:: Recorded data

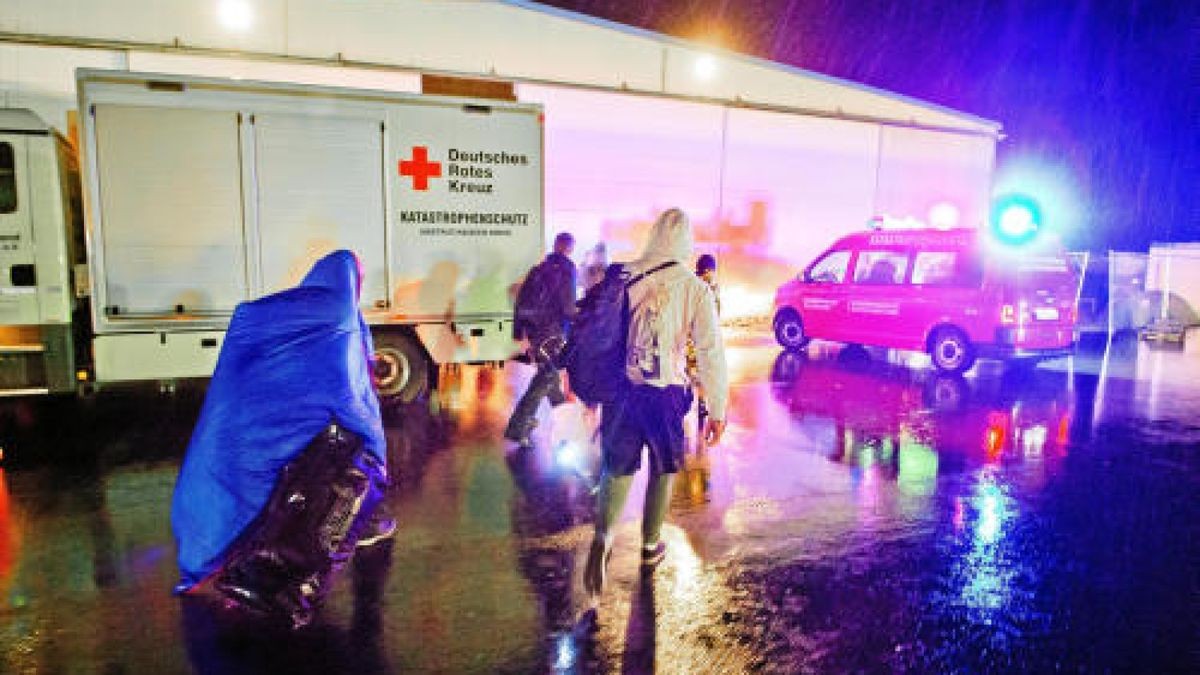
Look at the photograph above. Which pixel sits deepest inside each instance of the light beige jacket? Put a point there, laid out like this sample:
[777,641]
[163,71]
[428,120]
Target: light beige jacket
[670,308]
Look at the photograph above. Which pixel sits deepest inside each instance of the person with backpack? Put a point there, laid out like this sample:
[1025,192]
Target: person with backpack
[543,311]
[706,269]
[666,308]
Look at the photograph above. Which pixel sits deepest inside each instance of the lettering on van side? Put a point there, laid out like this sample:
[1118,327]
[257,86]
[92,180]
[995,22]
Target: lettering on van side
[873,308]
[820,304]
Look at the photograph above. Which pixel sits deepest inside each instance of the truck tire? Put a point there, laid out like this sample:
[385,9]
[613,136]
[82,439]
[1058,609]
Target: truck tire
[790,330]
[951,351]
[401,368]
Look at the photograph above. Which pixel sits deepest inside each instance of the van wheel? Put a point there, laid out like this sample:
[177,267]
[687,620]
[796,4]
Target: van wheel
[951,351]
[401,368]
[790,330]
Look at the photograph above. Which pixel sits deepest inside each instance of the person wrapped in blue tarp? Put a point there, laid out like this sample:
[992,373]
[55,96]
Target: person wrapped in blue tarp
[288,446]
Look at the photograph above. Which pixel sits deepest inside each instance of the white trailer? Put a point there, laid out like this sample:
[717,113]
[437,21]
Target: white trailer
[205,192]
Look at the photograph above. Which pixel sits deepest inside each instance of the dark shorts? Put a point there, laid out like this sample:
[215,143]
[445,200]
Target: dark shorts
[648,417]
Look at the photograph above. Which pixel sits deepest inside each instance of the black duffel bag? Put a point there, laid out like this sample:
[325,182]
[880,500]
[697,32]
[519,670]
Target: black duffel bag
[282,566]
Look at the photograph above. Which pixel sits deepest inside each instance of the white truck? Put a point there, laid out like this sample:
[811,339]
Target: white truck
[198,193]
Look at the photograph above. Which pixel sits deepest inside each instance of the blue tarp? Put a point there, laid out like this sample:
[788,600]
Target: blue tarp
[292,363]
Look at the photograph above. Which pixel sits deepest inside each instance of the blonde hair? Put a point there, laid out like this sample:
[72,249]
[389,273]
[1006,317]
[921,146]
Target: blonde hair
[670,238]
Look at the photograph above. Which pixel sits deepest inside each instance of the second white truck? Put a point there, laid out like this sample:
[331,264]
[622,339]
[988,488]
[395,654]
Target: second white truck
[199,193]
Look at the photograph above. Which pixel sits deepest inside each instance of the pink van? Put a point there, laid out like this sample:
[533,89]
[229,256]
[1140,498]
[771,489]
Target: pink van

::::

» Exercise instructions:
Without including any picture, set down every line above exactly as it stands.

» Completed task:
Look at the photograph above. Which pixel sits deepest inside each instance of the light beige jacket? Put a point there, laid out like this sample:
[777,641]
[163,71]
[428,120]
Target: light beige jacket
[670,308]
Look at the photograph above. Which pixel sits deepest inside each instance of the person with backpack? Put a point there, laid out like this sample:
[1025,192]
Target: person with backpack
[543,311]
[706,269]
[666,308]
Look at the photograph above. Which pixel sits deepest inside each instance of the lettering on van side? Put a point there, laid out like this sample:
[1118,327]
[257,86]
[92,180]
[995,22]
Target: lettering on van side
[873,308]
[820,304]
Look at the photograph above. Which pixel sits deepest inside each instance of the truck tire? Put a point there, laid out like this sample:
[385,9]
[613,136]
[82,439]
[1058,609]
Target: truck tire
[790,330]
[951,351]
[401,368]
Look at the photograph above. Which pixel sits deepest inside each instance of the van wheel? Put a point there, laid out like this sample:
[177,267]
[687,620]
[796,4]
Target: van wheel
[951,351]
[401,368]
[790,330]
Look at the photograph above. Which pixel sits deepest inside each instance of the person wrapped in blue tarp? Put a point there, laid out like this sample:
[992,373]
[55,96]
Target: person wrapped in blue tarp
[288,446]
Look at the photograph above. Which pixel sits deepest inside each instance of the white trailer? Put a point there, laid out like this sample:
[717,113]
[437,21]
Target: white trailer
[205,192]
Look at the photograph above. Which pixel sits deepest inside each instance of the dark shorts? Put a point there, laid out like this sample:
[215,143]
[445,200]
Target: dark shorts
[648,417]
Look at the photograph above. Which pixel sits deepest inside each instance of the black duffel bag? Put a point there, laid out like this sample:
[325,182]
[880,500]
[697,32]
[519,670]
Target: black duffel bag
[282,566]
Look at the photograph above. Which pixel sits deepest inside each instance of the white truck? Put a point there, laid out like this sample:
[811,339]
Target: white truck
[198,193]
Look at the photograph above. Which pixel sits deepest inside each instance of the blue tarp? Put a point there, laid out like this sample:
[788,600]
Target: blue tarp
[292,363]
Look at the photograph above. Which pixel sits deepest inside each instance of the blonde hair? Put a point there, laid out like this sample:
[72,249]
[389,273]
[1006,317]
[921,146]
Target: blonde hair
[670,238]
Look at the photograph above. Which pixel sits deepest inside each instance of the second white truck? Put a point there, laid out like this sample:
[331,264]
[622,339]
[988,488]
[395,654]
Target: second white truck
[199,193]
Look at the photograph above. Which pixel sits deepest inside each instance of the pink van? Put a point there, laid out like this sample:
[533,89]
[229,256]
[1140,498]
[771,489]
Target: pink van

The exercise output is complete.